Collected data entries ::
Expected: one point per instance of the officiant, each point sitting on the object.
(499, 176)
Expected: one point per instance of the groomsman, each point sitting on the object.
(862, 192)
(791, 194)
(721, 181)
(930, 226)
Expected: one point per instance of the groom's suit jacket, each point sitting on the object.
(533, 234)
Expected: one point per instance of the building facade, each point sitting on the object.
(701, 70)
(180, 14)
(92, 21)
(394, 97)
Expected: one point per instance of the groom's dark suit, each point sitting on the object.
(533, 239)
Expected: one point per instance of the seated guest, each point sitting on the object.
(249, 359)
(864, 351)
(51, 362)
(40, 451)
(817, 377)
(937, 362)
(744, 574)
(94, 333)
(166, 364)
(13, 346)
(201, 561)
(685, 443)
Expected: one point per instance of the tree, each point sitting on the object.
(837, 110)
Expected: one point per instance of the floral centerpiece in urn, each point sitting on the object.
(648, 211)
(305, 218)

Brief :: Restate the data above in full, word for word.

Your response ::
Expected: one point per instance of the officiant, each point sitting on the object.
(499, 176)
Expected: one point per instance of the groomsman, each point sitting on the object.
(862, 192)
(791, 194)
(721, 181)
(930, 226)
Expected: one point per instance of the groom's suit jacket, each point sitting on the object.
(533, 234)
Expected: one point per instance of the building facade, each point sitting on the object.
(701, 70)
(180, 14)
(92, 21)
(394, 97)
Expected: one point per instance of the groom's dark suit, each point sitting on the object.
(533, 239)
Expected: one point per instance of the seated guest, each point sitting on the object.
(249, 359)
(864, 351)
(51, 362)
(40, 451)
(817, 377)
(937, 362)
(744, 574)
(94, 333)
(166, 364)
(13, 346)
(201, 561)
(685, 443)
Expected: one point per instance of the tree, each point sitting on the object.
(837, 110)
Expected: one point per instance of the floral centerpiece in urn, each point sitting on the object.
(648, 211)
(305, 218)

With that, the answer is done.